Excerpts of location labeling data:
--

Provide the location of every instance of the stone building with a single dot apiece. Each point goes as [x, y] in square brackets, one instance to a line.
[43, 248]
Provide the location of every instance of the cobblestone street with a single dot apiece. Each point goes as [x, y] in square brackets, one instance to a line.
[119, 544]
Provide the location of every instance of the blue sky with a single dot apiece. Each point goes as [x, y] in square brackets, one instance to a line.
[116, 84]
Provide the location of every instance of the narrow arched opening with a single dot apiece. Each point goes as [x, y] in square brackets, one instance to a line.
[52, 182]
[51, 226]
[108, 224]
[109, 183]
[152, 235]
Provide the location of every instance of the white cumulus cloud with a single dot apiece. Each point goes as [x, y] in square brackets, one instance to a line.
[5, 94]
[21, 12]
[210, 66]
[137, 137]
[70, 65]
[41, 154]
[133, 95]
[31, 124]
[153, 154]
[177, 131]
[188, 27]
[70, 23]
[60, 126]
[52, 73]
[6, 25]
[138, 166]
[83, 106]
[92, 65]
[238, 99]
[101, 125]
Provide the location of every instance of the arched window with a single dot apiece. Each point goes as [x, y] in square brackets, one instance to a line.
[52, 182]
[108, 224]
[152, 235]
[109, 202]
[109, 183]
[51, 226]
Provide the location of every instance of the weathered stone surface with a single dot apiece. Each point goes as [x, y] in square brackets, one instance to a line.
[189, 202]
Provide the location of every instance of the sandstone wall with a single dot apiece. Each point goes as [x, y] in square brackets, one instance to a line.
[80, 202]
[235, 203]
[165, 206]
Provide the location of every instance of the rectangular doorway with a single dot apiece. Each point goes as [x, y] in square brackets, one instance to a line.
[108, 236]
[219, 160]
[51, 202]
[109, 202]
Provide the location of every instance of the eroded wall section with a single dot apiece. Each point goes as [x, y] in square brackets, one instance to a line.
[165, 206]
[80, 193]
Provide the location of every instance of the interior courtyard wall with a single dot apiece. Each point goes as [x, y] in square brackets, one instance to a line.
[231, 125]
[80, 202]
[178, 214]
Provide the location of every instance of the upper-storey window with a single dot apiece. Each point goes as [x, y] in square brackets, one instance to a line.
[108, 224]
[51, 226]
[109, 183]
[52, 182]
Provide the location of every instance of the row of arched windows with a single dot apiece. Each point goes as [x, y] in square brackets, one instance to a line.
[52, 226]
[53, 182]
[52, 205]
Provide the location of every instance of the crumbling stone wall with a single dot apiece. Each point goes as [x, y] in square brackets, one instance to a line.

--

» **What you will do**
Change "with a single dot apiece" to "with one dot each" everywhere it occurs in the lines above. Keep everything else the same.

» **Correct output**
Provide the location of every instance of the stone building with one dot each. Each point goes as [x, y] in square brackets, one instance to a line.
[43, 248]
Provide the location of every instance of the cobblestone street with one dot each. Each point goes as [x, y] in square brackets, one instance to a line.
[119, 544]
Provide the location of every instance of the blue sky with one dot each. Each point goes as [x, y] in square brackets, one instance to a line.
[116, 84]
Provide the location of every instance of the narrow arched opening with one dot each. Each point goes as [x, y] in square brackets, one instance to a line.
[52, 182]
[51, 226]
[108, 224]
[109, 183]
[152, 235]
Provide the location of every instance of the white cumulus cloud with one dot each. Each point goes as [x, y] in square brackets, one instance to a line.
[5, 94]
[21, 12]
[210, 66]
[137, 137]
[70, 65]
[41, 154]
[133, 95]
[31, 124]
[153, 154]
[177, 131]
[188, 27]
[70, 23]
[60, 126]
[52, 73]
[6, 25]
[138, 166]
[83, 106]
[92, 65]
[238, 99]
[101, 125]
Provide the location of every instance of the arched window with one dot each. Each point goes as [x, y] in square brackets, one instance to a line.
[52, 182]
[108, 224]
[152, 235]
[109, 202]
[109, 183]
[51, 226]
Provide the location of every instance of the weathered stone surface with one dot each. Each point goes as [x, y] in square brackets, one instance to a line.
[189, 202]
Provide the location of every instance of the sandstone wall with one dot each. Each point goes as [x, y] in square brackets, one instance to a line.
[80, 202]
[235, 203]
[165, 206]
Provide the location of every instance of the rectangular doorway with one dot each. Each point goes as [x, y] in square brackets, one instance to a line.
[108, 236]
[219, 160]
[51, 202]
[109, 202]
Provide the location of every instance of the eroded wall section with one dot each. Each point goes as [x, y] in square brackets, one instance to a line.
[165, 206]
[80, 193]
Provide the location of every instance of the interior courtyard wall with one dot each. Each point goes as [x, y] in square brackets, one instance to a line.
[231, 125]
[80, 202]
[178, 214]
Provide the location of every instance of the upper-storey window with one dot each. Each point goes as [x, y] in square brackets, one instance to a line.
[108, 224]
[51, 226]
[109, 183]
[52, 182]
Provide the location of every instance of the row of arched windows with one dot each. Each point goes as [x, y] in square brackets, one instance to a line.
[52, 226]
[53, 182]
[52, 205]
Provide the location of every instance of the crumbling stone wall with one dot each. Each point goes as [x, y] in square brackets, one instance to a line.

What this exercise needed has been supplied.